## Required task
Transcribe every record that appears below, exactly and in full.
********************
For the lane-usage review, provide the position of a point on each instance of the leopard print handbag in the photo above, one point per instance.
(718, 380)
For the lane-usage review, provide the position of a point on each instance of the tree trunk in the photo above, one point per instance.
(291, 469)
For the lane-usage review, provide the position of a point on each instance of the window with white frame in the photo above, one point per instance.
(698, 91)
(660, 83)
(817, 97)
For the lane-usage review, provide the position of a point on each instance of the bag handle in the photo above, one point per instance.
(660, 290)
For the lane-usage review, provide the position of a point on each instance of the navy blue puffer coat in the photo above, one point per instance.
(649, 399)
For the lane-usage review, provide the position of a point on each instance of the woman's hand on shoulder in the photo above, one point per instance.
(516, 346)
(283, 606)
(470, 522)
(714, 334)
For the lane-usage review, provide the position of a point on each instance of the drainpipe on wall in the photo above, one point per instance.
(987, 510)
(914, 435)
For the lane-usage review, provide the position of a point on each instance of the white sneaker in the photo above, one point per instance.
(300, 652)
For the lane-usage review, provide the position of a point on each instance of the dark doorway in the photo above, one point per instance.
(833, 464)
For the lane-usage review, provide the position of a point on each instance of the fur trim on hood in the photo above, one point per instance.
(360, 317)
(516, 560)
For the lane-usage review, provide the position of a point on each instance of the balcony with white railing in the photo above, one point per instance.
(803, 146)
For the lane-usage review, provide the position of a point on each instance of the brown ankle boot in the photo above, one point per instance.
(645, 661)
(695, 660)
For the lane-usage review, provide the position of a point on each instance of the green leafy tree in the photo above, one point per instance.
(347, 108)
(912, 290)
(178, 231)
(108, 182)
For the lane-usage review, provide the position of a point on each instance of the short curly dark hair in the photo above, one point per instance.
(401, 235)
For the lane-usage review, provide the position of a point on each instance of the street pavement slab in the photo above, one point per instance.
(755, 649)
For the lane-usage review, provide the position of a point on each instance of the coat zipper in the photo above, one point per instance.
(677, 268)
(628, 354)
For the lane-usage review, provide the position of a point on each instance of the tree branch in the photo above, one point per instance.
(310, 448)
********************
## Answer to this problem
For the lane-usage review, provide the position of a point on each instance of the leopard print handbag in the photo above, one point per instance.
(718, 380)
For the lane-usage review, provide the position of a point on each instance of the tree trunk in the photo above, one point per instance.
(291, 469)
For the lane-usage review, provide the position of a point on each instance of the window with white frame in the photo above, one point per instance.
(698, 91)
(660, 83)
(817, 97)
For the lane-usage review, provide the position of a point on each instance of the bag handle in the photo above, one point per instance.
(660, 290)
For the lane-usage review, provide the position of a point on each instance of the navy blue puffer coat in the photo above, one point per instance.
(649, 399)
For the lane-usage review, provide the position of a point on each instance of the woman's hand on shoulder in the photo above, one point per instance.
(516, 346)
(283, 606)
(470, 522)
(714, 334)
For the lane-usage review, provide the position of a point on each instance of the drainpipe on wall in the photo above, one point per instance.
(987, 510)
(914, 435)
For the lane-usage review, provide the position of a point on each instance of the white sneaker in the photo above, one point per instance.
(300, 652)
For the lane-usage review, provide the position of a point on each instance of the dark doorway in the photo above, one point per instance.
(833, 464)
For the lane-usage review, provide the position of a point on each instance of the fur trim on hood in the photo above, one point per instance.
(360, 317)
(516, 560)
For the lane-usage review, provide the position of a point on each instance of the balcony with white railing in the photo above, one point per instance.
(803, 146)
For the lane-usage review, provide the position of a point on each instance of the brown ankle boot in the photo above, one point per instance.
(645, 661)
(695, 660)
For the lane-usage review, provide the position of a point on each instance of the green leafy tree in the photo above, one point per instance.
(347, 108)
(912, 290)
(178, 231)
(108, 182)
For the lane-usage review, provide the position of a point on each instance of the short curly dark hair in the photo above, one point per instance.
(401, 235)
For the lane-usage review, provide the position of a point on each instance of the street pavement slab in the photo above, one point per instance.
(755, 649)
For the lane-usage review, provide the position of a point on each instance of the coat zipper in the photo above, one point per instance.
(677, 268)
(628, 354)
For the lane-usage review, provide the position of a point on each instance of the tree branch in the photo above, one point per instance.
(310, 448)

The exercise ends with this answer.